start DATA SHOWN
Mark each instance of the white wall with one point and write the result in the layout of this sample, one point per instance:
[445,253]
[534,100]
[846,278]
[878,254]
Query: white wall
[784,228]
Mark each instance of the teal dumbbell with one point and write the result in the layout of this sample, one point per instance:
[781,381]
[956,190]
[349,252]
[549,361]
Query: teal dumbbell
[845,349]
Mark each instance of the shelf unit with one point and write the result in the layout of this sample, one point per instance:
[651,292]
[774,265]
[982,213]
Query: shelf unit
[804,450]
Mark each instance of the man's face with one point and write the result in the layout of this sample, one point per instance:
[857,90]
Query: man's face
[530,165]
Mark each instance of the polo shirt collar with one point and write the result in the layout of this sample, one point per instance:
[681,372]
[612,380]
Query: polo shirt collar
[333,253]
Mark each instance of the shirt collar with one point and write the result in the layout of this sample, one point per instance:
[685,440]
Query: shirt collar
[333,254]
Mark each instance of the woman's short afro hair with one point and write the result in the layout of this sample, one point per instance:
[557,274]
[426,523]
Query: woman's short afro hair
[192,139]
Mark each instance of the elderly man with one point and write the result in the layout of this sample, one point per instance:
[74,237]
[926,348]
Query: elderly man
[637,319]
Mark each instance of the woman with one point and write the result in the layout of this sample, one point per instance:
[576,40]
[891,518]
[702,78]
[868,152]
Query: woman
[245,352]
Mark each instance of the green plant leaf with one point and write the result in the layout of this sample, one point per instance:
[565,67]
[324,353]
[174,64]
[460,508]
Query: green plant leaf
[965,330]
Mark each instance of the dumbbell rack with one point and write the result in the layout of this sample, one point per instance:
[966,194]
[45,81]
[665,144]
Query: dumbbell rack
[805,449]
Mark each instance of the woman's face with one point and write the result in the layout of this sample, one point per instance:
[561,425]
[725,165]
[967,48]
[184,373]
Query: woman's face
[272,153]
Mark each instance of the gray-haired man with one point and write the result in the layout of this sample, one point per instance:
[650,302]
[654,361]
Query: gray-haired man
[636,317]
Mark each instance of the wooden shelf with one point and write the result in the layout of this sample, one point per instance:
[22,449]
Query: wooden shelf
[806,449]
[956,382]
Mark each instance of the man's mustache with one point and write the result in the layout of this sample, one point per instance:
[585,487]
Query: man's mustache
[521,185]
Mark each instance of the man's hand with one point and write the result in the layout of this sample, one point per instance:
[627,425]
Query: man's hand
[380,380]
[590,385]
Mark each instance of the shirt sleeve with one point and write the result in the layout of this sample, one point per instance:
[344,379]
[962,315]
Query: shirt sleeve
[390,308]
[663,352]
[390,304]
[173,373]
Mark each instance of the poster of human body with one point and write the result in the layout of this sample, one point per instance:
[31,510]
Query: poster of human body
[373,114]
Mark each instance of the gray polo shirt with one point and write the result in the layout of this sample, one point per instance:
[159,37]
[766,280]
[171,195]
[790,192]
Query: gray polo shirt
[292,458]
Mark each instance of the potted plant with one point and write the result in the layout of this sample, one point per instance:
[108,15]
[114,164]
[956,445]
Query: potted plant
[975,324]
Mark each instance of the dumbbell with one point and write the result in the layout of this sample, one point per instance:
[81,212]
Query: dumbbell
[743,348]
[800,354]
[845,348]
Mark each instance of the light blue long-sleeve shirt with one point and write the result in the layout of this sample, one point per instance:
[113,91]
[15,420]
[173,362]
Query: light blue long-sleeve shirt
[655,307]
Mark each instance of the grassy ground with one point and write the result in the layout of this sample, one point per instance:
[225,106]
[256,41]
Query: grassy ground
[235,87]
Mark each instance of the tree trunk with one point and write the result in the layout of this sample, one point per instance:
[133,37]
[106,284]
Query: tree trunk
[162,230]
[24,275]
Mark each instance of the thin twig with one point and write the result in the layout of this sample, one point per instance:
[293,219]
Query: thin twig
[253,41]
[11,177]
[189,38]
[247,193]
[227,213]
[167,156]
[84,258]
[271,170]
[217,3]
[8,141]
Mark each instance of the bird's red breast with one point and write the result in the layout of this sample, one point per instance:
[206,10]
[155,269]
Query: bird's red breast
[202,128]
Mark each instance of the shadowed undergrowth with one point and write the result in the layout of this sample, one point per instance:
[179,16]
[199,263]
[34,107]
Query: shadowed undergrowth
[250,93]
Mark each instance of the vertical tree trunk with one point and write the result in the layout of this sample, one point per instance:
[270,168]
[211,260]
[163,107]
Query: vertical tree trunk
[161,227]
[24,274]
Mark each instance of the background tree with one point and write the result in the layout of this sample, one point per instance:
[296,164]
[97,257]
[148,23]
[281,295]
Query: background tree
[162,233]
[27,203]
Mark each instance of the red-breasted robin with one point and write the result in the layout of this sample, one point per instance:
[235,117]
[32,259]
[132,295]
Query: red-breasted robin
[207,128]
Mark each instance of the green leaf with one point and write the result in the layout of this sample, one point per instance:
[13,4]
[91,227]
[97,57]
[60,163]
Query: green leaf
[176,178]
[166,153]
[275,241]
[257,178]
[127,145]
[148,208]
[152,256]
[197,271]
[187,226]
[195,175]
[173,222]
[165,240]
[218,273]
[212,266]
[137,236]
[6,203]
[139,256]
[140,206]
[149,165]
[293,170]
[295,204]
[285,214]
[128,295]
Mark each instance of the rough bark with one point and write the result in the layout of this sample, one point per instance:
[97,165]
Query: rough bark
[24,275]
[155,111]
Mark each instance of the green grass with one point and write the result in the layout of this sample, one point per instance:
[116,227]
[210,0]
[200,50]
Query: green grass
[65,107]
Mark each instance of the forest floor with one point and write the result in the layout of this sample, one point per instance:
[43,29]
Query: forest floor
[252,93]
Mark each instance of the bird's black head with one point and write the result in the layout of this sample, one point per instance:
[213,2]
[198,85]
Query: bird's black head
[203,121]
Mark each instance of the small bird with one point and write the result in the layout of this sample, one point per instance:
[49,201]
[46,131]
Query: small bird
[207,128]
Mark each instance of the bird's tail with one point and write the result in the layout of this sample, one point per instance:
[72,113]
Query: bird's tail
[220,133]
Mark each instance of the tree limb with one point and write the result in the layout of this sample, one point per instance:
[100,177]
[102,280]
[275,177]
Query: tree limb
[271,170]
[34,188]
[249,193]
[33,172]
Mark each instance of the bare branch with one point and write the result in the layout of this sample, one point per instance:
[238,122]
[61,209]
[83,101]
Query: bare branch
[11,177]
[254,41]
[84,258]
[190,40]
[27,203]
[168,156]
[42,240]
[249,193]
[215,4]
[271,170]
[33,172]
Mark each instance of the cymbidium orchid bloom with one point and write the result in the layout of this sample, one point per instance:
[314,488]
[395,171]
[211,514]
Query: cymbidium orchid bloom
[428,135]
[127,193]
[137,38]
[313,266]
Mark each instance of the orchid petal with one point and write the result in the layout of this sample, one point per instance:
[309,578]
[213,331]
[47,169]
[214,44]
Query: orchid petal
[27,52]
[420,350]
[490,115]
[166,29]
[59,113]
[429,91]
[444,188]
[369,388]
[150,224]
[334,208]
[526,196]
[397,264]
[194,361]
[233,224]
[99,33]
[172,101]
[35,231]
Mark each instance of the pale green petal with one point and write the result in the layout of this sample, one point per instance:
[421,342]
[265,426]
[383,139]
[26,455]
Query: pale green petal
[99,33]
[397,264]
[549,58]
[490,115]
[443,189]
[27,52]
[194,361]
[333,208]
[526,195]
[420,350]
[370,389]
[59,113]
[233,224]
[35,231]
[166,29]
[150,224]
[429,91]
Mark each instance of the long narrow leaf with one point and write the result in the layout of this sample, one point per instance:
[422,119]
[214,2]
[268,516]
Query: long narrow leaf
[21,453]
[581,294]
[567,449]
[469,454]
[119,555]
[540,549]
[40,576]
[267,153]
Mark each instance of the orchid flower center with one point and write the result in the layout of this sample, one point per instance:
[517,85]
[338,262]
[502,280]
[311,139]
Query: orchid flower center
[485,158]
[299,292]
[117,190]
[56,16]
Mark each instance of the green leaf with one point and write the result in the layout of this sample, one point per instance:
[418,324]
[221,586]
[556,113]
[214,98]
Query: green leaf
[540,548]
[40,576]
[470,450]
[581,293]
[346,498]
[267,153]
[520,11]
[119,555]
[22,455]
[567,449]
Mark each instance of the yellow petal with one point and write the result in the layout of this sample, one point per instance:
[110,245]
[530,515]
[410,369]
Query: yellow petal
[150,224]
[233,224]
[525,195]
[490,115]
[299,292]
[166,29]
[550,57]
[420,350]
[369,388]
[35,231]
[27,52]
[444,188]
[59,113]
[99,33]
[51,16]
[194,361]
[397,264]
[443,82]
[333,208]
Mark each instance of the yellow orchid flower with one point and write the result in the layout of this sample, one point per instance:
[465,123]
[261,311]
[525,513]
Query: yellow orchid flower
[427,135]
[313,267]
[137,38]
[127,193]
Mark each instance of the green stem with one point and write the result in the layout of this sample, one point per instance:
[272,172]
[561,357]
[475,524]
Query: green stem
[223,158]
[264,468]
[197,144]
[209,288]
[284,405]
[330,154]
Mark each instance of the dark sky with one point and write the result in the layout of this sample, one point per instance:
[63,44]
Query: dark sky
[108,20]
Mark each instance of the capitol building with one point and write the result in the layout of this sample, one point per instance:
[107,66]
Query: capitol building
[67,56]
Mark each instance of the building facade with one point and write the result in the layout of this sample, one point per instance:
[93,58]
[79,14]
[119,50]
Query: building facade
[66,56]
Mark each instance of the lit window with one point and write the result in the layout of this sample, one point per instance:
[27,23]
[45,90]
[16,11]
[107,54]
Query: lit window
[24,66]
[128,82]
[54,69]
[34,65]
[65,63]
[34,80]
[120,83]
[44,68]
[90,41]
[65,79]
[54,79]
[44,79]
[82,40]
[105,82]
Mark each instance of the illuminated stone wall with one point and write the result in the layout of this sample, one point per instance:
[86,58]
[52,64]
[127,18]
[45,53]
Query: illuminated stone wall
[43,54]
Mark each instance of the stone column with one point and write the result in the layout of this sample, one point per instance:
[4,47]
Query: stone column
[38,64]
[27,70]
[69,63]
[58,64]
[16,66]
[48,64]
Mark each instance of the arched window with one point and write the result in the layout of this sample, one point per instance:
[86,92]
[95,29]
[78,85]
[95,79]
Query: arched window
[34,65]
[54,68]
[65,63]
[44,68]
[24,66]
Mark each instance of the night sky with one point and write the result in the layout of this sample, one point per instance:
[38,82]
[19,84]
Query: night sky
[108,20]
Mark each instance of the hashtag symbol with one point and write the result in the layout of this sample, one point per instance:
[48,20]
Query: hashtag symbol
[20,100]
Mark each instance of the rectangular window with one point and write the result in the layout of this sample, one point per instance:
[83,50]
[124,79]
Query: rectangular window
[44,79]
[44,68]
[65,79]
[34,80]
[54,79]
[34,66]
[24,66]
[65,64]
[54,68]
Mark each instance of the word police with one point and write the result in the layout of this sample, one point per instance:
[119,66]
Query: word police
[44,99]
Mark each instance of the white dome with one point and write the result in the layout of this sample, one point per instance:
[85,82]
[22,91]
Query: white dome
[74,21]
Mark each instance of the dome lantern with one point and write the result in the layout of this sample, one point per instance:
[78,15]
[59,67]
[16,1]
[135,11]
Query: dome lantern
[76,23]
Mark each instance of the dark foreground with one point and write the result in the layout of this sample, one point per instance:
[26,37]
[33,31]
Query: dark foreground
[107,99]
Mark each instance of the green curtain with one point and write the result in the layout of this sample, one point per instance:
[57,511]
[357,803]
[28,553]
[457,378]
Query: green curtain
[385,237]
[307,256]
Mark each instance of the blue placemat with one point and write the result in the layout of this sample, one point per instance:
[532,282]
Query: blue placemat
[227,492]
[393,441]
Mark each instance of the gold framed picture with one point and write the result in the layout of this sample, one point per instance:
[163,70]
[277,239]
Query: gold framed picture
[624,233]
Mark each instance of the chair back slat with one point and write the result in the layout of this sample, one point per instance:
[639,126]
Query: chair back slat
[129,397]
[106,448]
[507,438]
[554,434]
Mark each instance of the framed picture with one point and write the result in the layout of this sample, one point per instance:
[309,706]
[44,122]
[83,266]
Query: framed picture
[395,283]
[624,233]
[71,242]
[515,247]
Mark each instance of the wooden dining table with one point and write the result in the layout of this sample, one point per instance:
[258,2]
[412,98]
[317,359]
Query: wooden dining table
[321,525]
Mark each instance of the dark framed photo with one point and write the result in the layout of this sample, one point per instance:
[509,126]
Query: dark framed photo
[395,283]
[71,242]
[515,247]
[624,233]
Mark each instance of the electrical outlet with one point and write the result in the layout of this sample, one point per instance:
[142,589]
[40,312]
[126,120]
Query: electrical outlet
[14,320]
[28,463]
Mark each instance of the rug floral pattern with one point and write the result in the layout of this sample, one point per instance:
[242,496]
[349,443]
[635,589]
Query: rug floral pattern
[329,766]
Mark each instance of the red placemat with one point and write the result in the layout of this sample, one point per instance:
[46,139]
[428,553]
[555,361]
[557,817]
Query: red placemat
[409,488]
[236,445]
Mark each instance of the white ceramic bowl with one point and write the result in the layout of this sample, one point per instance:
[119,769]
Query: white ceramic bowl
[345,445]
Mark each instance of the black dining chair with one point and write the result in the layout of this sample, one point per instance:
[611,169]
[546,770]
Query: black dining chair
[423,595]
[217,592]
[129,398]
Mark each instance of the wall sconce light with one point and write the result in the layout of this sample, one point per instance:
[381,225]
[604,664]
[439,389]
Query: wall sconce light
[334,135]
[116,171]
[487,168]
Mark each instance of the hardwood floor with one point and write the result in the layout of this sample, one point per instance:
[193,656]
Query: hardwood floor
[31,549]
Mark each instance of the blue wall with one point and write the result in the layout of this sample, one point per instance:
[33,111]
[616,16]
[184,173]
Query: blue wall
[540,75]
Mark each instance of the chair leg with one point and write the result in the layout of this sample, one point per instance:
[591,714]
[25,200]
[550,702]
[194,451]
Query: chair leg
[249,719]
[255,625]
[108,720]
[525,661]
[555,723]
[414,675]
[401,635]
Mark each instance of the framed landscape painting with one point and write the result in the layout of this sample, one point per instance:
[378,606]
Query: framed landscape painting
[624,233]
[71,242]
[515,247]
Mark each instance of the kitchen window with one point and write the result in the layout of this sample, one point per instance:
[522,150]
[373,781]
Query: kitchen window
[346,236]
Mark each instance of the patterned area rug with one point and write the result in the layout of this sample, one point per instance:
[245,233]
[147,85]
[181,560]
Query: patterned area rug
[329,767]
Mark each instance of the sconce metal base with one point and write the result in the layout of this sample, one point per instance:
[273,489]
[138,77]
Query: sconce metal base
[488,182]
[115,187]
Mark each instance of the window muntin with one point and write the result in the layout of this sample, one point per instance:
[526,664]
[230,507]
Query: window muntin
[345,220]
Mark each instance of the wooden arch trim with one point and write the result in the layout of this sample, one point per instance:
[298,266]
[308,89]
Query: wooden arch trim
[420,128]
end DATA SHOWN
→ WRITTEN TASK
Exactly as written, give the line containing "Mark each instance of the sconce" and all remaining lines of the records.

→ COMPLETE ANSWER
Mark each instance of the sconce metal base with one point and write the result in the layout of this sample, one point per instance:
[273,489]
[138,77]
Query: sconce metal base
[488,182]
[115,187]
Mark each instance of the window muntin with one point and write the result in the layout of this sample, one point per instance:
[526,664]
[230,507]
Query: window muntin
[345,220]
Mark each instance of the wooden arch trim with one point and write the result in the layout of this sample, one point per instance:
[298,266]
[308,89]
Query: wooden arch trim
[420,128]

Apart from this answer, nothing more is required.